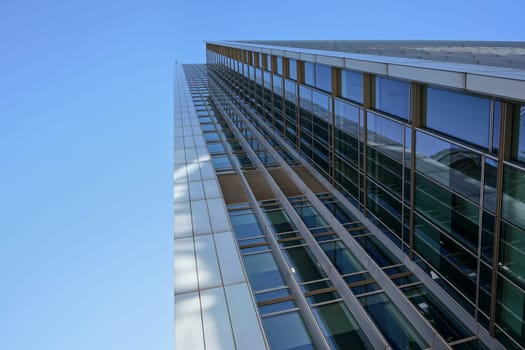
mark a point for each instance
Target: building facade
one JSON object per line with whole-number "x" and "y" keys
{"x": 342, "y": 194}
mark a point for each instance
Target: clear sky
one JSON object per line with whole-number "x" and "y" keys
{"x": 86, "y": 145}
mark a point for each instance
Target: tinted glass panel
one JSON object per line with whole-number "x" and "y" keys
{"x": 512, "y": 253}
{"x": 519, "y": 135}
{"x": 393, "y": 325}
{"x": 287, "y": 331}
{"x": 339, "y": 327}
{"x": 262, "y": 271}
{"x": 510, "y": 310}
{"x": 393, "y": 96}
{"x": 341, "y": 257}
{"x": 302, "y": 265}
{"x": 279, "y": 221}
{"x": 514, "y": 196}
{"x": 323, "y": 77}
{"x": 444, "y": 321}
{"x": 293, "y": 69}
{"x": 452, "y": 166}
{"x": 455, "y": 114}
{"x": 245, "y": 226}
{"x": 352, "y": 85}
{"x": 309, "y": 73}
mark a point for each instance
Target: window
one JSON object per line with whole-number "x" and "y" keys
{"x": 393, "y": 97}
{"x": 323, "y": 77}
{"x": 518, "y": 138}
{"x": 309, "y": 73}
{"x": 352, "y": 85}
{"x": 455, "y": 114}
{"x": 318, "y": 75}
{"x": 292, "y": 69}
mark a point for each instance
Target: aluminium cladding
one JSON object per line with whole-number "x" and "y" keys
{"x": 494, "y": 68}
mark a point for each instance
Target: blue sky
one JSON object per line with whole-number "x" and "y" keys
{"x": 86, "y": 149}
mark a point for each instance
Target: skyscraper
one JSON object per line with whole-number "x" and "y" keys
{"x": 350, "y": 194}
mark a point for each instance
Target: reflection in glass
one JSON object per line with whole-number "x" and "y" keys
{"x": 352, "y": 85}
{"x": 510, "y": 309}
{"x": 339, "y": 327}
{"x": 292, "y": 67}
{"x": 262, "y": 271}
{"x": 245, "y": 226}
{"x": 512, "y": 253}
{"x": 393, "y": 96}
{"x": 287, "y": 331}
{"x": 391, "y": 322}
{"x": 309, "y": 73}
{"x": 513, "y": 207}
{"x": 453, "y": 166}
{"x": 323, "y": 77}
{"x": 455, "y": 114}
{"x": 385, "y": 157}
{"x": 302, "y": 265}
{"x": 451, "y": 260}
{"x": 343, "y": 260}
{"x": 518, "y": 126}
{"x": 433, "y": 309}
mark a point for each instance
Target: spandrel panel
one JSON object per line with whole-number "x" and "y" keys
{"x": 185, "y": 266}
{"x": 200, "y": 218}
{"x": 287, "y": 331}
{"x": 207, "y": 265}
{"x": 248, "y": 334}
{"x": 229, "y": 260}
{"x": 215, "y": 319}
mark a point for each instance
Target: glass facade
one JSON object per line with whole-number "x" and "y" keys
{"x": 444, "y": 194}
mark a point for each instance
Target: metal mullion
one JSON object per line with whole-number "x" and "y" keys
{"x": 504, "y": 154}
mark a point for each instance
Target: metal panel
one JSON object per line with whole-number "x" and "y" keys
{"x": 188, "y": 322}
{"x": 246, "y": 328}
{"x": 331, "y": 61}
{"x": 366, "y": 66}
{"x": 229, "y": 260}
{"x": 431, "y": 76}
{"x": 216, "y": 320}
{"x": 496, "y": 86}
{"x": 207, "y": 265}
{"x": 185, "y": 266}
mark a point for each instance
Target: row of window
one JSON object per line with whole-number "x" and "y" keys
{"x": 449, "y": 174}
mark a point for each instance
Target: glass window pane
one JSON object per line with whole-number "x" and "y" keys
{"x": 393, "y": 96}
{"x": 292, "y": 69}
{"x": 245, "y": 226}
{"x": 352, "y": 85}
{"x": 287, "y": 331}
{"x": 519, "y": 136}
{"x": 302, "y": 264}
{"x": 279, "y": 65}
{"x": 309, "y": 73}
{"x": 452, "y": 166}
{"x": 433, "y": 309}
{"x": 454, "y": 114}
{"x": 512, "y": 254}
{"x": 323, "y": 77}
{"x": 343, "y": 260}
{"x": 279, "y": 221}
{"x": 393, "y": 325}
{"x": 339, "y": 327}
{"x": 514, "y": 196}
{"x": 262, "y": 271}
{"x": 510, "y": 310}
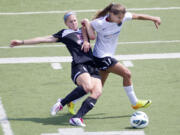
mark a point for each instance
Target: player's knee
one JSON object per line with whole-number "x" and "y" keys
{"x": 88, "y": 87}
{"x": 127, "y": 74}
{"x": 97, "y": 93}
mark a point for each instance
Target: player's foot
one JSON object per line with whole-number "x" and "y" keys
{"x": 77, "y": 122}
{"x": 71, "y": 106}
{"x": 142, "y": 104}
{"x": 56, "y": 107}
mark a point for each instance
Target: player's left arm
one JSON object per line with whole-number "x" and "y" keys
{"x": 155, "y": 19}
{"x": 86, "y": 45}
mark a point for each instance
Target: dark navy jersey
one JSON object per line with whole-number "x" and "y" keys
{"x": 73, "y": 41}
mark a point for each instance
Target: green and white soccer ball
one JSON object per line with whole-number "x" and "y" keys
{"x": 139, "y": 119}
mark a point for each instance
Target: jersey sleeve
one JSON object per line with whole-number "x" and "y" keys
{"x": 96, "y": 24}
{"x": 58, "y": 35}
{"x": 128, "y": 16}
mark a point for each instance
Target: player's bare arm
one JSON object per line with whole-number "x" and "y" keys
{"x": 155, "y": 19}
{"x": 89, "y": 28}
{"x": 86, "y": 45}
{"x": 37, "y": 40}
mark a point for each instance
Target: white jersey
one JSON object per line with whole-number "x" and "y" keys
{"x": 107, "y": 35}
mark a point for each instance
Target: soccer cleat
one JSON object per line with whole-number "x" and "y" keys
{"x": 56, "y": 107}
{"x": 142, "y": 104}
{"x": 71, "y": 106}
{"x": 77, "y": 122}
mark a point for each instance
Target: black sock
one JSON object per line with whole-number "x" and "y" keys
{"x": 86, "y": 106}
{"x": 75, "y": 94}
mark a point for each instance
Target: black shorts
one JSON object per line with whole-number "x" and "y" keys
{"x": 104, "y": 63}
{"x": 78, "y": 69}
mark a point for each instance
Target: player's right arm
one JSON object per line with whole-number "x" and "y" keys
{"x": 37, "y": 40}
{"x": 89, "y": 28}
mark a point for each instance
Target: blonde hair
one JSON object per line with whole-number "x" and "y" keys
{"x": 111, "y": 8}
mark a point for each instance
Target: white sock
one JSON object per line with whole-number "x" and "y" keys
{"x": 131, "y": 94}
{"x": 74, "y": 101}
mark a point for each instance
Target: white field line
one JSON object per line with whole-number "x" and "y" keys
{"x": 56, "y": 66}
{"x": 6, "y": 128}
{"x": 59, "y": 59}
{"x": 128, "y": 63}
{"x": 86, "y": 11}
{"x": 119, "y": 43}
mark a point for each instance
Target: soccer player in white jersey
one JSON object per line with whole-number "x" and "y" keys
{"x": 107, "y": 24}
{"x": 83, "y": 70}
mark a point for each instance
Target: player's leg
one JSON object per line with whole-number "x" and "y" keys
{"x": 88, "y": 103}
{"x": 104, "y": 75}
{"x": 123, "y": 71}
{"x": 78, "y": 92}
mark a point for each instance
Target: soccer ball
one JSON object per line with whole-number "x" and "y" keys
{"x": 139, "y": 119}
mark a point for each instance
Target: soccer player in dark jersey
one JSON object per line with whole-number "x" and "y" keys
{"x": 84, "y": 72}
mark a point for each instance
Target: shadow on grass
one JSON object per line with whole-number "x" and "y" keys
{"x": 101, "y": 116}
{"x": 63, "y": 119}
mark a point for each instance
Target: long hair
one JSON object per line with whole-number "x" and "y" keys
{"x": 113, "y": 8}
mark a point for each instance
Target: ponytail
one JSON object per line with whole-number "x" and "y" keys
{"x": 103, "y": 12}
{"x": 113, "y": 8}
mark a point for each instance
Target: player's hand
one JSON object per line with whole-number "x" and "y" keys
{"x": 157, "y": 22}
{"x": 86, "y": 46}
{"x": 16, "y": 43}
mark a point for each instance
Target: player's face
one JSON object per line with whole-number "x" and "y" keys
{"x": 116, "y": 18}
{"x": 72, "y": 22}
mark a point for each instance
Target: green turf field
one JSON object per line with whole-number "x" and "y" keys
{"x": 28, "y": 91}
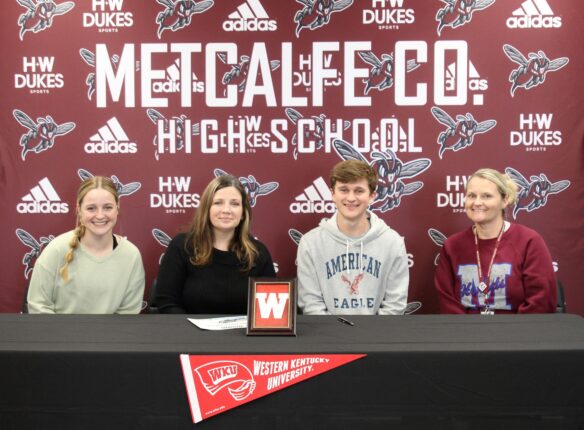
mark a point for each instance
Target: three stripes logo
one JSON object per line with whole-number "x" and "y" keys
{"x": 316, "y": 198}
{"x": 42, "y": 199}
{"x": 172, "y": 81}
{"x": 534, "y": 14}
{"x": 250, "y": 16}
{"x": 110, "y": 139}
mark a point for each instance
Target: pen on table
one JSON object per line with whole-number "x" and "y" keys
{"x": 345, "y": 321}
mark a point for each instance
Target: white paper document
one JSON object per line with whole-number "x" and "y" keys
{"x": 220, "y": 323}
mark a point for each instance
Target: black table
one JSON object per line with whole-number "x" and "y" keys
{"x": 423, "y": 371}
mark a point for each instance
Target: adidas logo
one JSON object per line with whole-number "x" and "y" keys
{"x": 172, "y": 82}
{"x": 110, "y": 139}
{"x": 534, "y": 14}
{"x": 42, "y": 199}
{"x": 475, "y": 83}
{"x": 316, "y": 198}
{"x": 250, "y": 16}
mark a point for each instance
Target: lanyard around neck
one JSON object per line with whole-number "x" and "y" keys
{"x": 485, "y": 283}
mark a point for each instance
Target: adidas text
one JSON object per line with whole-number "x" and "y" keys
{"x": 534, "y": 22}
{"x": 312, "y": 207}
{"x": 110, "y": 148}
{"x": 42, "y": 208}
{"x": 250, "y": 25}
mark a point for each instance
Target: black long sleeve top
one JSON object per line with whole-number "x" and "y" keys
{"x": 218, "y": 288}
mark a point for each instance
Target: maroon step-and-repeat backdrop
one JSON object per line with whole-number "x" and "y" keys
{"x": 163, "y": 95}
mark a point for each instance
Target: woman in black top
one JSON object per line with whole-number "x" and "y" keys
{"x": 206, "y": 270}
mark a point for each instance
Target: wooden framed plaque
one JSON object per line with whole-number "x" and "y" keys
{"x": 271, "y": 308}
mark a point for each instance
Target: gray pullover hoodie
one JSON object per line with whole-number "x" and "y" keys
{"x": 338, "y": 274}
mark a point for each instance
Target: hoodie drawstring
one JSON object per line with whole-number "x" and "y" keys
{"x": 361, "y": 264}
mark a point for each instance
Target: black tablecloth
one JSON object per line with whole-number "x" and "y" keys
{"x": 424, "y": 371}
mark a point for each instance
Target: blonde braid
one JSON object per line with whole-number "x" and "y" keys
{"x": 77, "y": 235}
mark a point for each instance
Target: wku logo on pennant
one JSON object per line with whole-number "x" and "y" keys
{"x": 217, "y": 383}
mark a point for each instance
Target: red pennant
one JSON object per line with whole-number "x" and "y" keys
{"x": 217, "y": 383}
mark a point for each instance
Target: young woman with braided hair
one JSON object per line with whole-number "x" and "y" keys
{"x": 89, "y": 270}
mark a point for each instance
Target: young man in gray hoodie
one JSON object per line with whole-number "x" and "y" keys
{"x": 352, "y": 263}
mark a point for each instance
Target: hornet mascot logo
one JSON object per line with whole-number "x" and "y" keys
{"x": 239, "y": 72}
{"x": 459, "y": 12}
{"x": 534, "y": 193}
{"x": 531, "y": 72}
{"x": 460, "y": 134}
{"x": 40, "y": 14}
{"x": 381, "y": 72}
{"x": 178, "y": 13}
{"x": 41, "y": 135}
{"x": 317, "y": 13}
{"x": 390, "y": 171}
{"x": 252, "y": 187}
{"x": 121, "y": 189}
{"x": 162, "y": 238}
{"x": 35, "y": 246}
{"x": 438, "y": 238}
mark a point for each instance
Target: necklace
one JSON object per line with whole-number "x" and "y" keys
{"x": 485, "y": 282}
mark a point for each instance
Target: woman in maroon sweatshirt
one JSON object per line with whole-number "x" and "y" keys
{"x": 494, "y": 266}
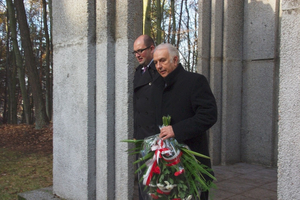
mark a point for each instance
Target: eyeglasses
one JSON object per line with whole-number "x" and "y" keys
{"x": 140, "y": 51}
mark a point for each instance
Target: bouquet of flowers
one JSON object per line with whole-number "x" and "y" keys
{"x": 168, "y": 170}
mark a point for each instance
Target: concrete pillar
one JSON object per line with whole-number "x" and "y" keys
{"x": 260, "y": 85}
{"x": 232, "y": 80}
{"x": 238, "y": 53}
{"x": 74, "y": 127}
{"x": 93, "y": 72}
{"x": 216, "y": 60}
{"x": 289, "y": 102}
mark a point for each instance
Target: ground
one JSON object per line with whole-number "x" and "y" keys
{"x": 25, "y": 159}
{"x": 25, "y": 138}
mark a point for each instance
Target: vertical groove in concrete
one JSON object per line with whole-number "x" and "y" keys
{"x": 128, "y": 28}
{"x": 105, "y": 143}
{"x": 91, "y": 126}
{"x": 204, "y": 28}
{"x": 289, "y": 102}
{"x": 216, "y": 58}
{"x": 232, "y": 80}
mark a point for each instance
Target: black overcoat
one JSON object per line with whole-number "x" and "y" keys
{"x": 144, "y": 110}
{"x": 188, "y": 99}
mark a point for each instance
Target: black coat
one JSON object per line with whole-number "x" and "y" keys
{"x": 144, "y": 110}
{"x": 188, "y": 99}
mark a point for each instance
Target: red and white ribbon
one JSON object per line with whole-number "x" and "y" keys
{"x": 152, "y": 164}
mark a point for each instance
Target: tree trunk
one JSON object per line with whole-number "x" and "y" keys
{"x": 146, "y": 17}
{"x": 40, "y": 112}
{"x": 47, "y": 67}
{"x": 21, "y": 71}
{"x": 11, "y": 80}
{"x": 158, "y": 21}
{"x": 174, "y": 22}
{"x": 179, "y": 24}
{"x": 188, "y": 66}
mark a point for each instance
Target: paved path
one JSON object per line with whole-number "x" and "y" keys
{"x": 243, "y": 182}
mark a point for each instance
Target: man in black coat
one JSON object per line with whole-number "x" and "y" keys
{"x": 144, "y": 109}
{"x": 188, "y": 99}
{"x": 145, "y": 74}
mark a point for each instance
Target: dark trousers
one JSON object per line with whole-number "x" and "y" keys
{"x": 203, "y": 196}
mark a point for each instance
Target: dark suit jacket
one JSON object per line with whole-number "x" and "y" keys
{"x": 144, "y": 110}
{"x": 188, "y": 99}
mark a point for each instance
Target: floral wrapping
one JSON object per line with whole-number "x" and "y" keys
{"x": 168, "y": 170}
{"x": 163, "y": 175}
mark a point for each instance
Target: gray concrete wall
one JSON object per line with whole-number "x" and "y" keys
{"x": 74, "y": 91}
{"x": 238, "y": 52}
{"x": 260, "y": 74}
{"x": 289, "y": 103}
{"x": 93, "y": 72}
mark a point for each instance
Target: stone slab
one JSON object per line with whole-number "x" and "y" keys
{"x": 40, "y": 194}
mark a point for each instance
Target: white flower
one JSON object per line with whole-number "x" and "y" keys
{"x": 160, "y": 186}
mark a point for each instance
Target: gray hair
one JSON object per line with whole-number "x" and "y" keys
{"x": 171, "y": 49}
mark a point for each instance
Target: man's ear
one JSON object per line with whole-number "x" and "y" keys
{"x": 175, "y": 60}
{"x": 152, "y": 47}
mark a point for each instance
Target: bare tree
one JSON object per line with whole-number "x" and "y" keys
{"x": 19, "y": 62}
{"x": 41, "y": 118}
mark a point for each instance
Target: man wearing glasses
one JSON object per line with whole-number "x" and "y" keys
{"x": 145, "y": 74}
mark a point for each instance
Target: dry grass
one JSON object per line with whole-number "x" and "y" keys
{"x": 24, "y": 164}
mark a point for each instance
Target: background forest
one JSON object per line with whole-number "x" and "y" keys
{"x": 26, "y": 65}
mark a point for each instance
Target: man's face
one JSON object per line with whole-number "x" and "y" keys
{"x": 163, "y": 63}
{"x": 142, "y": 53}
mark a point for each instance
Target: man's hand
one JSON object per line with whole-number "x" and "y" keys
{"x": 166, "y": 132}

━━━━

WHAT TO WORK ON:
How many lines above contain the word "window"? Answer with the number alone.

OUTPUT:
3